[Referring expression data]

◇ ◇ ◇ ◇ ◇ ◇ ◇

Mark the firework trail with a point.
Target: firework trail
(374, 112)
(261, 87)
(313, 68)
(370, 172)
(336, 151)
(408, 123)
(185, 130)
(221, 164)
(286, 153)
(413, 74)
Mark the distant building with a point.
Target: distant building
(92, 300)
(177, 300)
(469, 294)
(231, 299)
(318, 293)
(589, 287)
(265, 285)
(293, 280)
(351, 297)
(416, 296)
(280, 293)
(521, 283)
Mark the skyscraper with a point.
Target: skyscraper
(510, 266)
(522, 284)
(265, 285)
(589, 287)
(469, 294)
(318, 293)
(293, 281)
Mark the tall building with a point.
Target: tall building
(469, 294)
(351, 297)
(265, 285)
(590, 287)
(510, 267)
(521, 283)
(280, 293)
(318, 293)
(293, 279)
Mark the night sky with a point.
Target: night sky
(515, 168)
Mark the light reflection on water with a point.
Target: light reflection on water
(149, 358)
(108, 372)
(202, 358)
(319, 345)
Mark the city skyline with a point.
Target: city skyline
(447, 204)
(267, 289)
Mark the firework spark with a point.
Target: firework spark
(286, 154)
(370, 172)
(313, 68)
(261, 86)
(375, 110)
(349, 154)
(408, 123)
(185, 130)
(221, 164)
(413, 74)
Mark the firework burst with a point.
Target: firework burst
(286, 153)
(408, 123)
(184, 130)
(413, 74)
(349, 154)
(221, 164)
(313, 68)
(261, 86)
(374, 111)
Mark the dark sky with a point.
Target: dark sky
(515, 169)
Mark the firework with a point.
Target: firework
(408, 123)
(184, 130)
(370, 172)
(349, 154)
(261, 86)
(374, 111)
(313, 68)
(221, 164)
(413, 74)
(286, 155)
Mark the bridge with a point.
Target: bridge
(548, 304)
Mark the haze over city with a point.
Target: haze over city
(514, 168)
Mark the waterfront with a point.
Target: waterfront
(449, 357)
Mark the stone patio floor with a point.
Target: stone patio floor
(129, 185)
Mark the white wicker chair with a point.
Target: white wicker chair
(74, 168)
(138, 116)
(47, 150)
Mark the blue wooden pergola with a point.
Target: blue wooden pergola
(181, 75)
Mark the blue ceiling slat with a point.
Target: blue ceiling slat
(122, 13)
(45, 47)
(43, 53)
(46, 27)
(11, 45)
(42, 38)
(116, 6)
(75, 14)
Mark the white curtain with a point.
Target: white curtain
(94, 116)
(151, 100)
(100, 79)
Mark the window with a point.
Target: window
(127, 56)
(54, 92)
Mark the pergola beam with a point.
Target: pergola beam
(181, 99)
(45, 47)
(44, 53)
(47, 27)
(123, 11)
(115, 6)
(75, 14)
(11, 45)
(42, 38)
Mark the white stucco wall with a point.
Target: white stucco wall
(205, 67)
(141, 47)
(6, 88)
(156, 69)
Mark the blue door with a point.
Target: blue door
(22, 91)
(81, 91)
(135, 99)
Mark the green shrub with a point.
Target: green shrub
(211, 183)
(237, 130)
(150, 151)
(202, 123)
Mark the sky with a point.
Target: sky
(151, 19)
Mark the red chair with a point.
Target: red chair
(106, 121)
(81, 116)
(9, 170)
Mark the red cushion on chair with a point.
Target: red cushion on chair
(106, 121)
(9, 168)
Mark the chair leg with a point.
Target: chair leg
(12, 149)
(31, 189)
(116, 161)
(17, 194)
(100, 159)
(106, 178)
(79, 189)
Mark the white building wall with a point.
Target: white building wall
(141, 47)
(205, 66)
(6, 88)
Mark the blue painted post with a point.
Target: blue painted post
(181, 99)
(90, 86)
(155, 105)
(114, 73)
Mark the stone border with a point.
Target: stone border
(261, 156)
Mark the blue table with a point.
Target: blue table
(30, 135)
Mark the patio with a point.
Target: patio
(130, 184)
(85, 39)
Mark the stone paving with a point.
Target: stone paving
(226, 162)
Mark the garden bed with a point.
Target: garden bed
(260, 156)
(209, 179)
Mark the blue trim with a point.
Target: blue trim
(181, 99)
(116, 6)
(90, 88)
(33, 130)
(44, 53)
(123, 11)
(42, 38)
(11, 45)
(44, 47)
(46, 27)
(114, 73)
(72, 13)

◇ ◇ ◇ ◇ ◇ ◇ ◇

▶ [Your assignment]:
Reproduce all of the entries word for word. Omit nothing.

▶ [Answer box]:
Mark the firework trail with a point.
Target: firework trail
(374, 112)
(261, 87)
(313, 68)
(370, 172)
(336, 151)
(408, 123)
(185, 130)
(221, 164)
(286, 153)
(413, 74)
Mark the distant building with a point.
Target: distant building
(92, 300)
(177, 300)
(469, 294)
(231, 299)
(318, 293)
(589, 287)
(265, 285)
(293, 280)
(351, 297)
(416, 296)
(280, 293)
(521, 283)
Mark the skyscraper with a point.
Target: skyscraper
(510, 266)
(522, 284)
(265, 285)
(589, 287)
(469, 294)
(318, 293)
(293, 281)
Mark the tall building with a point.
Target: tall building
(469, 294)
(351, 297)
(265, 285)
(590, 287)
(510, 267)
(521, 283)
(280, 293)
(318, 293)
(293, 279)
Mark the night sky with a point.
Target: night sky
(515, 168)
Mark the light reflection on water with a point.
Target: light reflection on water
(149, 358)
(108, 372)
(202, 358)
(319, 345)
Mark the city skyline with a point.
Target: city skyline
(447, 204)
(267, 289)
Mark the firework spark with a point.
Target: firework spark
(286, 154)
(370, 172)
(313, 68)
(261, 86)
(375, 110)
(349, 154)
(408, 123)
(185, 130)
(221, 164)
(413, 74)
Mark the firework burst with a point.
Target: firework burst
(286, 153)
(408, 123)
(184, 130)
(413, 74)
(349, 154)
(221, 164)
(313, 68)
(261, 86)
(374, 111)
Mark the dark sky with a point.
Target: dark sky
(515, 169)
Mark the firework with a point.
Target: firework
(408, 123)
(184, 130)
(370, 172)
(349, 154)
(261, 86)
(374, 111)
(313, 68)
(221, 164)
(413, 74)
(286, 155)
Mark the bridge with a point.
Target: bridge
(548, 304)
Mark the haze over city with a point.
Target: haze over city
(514, 168)
Mark the waterfront with a point.
Target: waterfront
(449, 357)
Mark the stone patio floor with a point.
Target: stone patio floor
(129, 185)
Mark the white wicker chair with a point.
Target: white wicker chair
(74, 168)
(138, 116)
(47, 150)
Mark the blue wooden pergola with a point.
Target: blue wooden pergola
(181, 75)
Mark the blue ceiling slat with a point.
Target: blue ceiling slat
(122, 13)
(45, 47)
(43, 53)
(46, 27)
(11, 45)
(42, 38)
(116, 6)
(75, 14)
Mark the white curtain with a point.
Target: white curtain
(94, 116)
(151, 100)
(100, 79)
Mark the window with a point.
Target: window
(127, 56)
(54, 92)
Mark the pergola beam with a point.
Target: pergola beam
(181, 99)
(45, 47)
(44, 53)
(47, 27)
(123, 11)
(115, 6)
(75, 14)
(11, 45)
(42, 38)
Mark the white stucco wall with a point.
Target: white stucco wall
(205, 67)
(141, 47)
(6, 88)
(156, 69)
Mark the blue door with a point.
Target: blue door
(22, 91)
(81, 91)
(135, 99)
Mark the green shrub with a point.
Target: green shrub
(211, 183)
(237, 130)
(150, 151)
(202, 123)
Mark the sky with a point.
Target: sky
(151, 19)
Mark the red chair with a point.
Target: red chair
(106, 121)
(81, 116)
(9, 170)
Mark the red cushion on chair with a point.
Target: red cushion on chair
(106, 121)
(9, 168)
Mark the chair leg with a point.
Target: chair leg
(12, 149)
(31, 189)
(116, 161)
(17, 194)
(100, 159)
(106, 178)
(79, 189)
Mark the white building wall with a point.
Target: white building wall
(141, 47)
(205, 66)
(6, 88)
Mark the blue painted post with a point.
Target: blue painted post
(181, 99)
(90, 86)
(155, 105)
(114, 73)
Mark the stone border with a point.
Target: stone border
(261, 156)
Mark the blue table with a point.
Target: blue table
(30, 135)
Mark the patio with a point.
Target: patio
(130, 184)
(85, 39)
Mark the stone paving with a point.
Target: stone paving
(226, 162)
Mark the garden bed with a point.
Target: garden bed
(260, 156)
(209, 179)
Mark the blue trim with a point.
Target: blue trim
(181, 99)
(116, 6)
(90, 88)
(33, 130)
(44, 53)
(123, 11)
(42, 38)
(11, 45)
(44, 47)
(46, 27)
(114, 73)
(72, 13)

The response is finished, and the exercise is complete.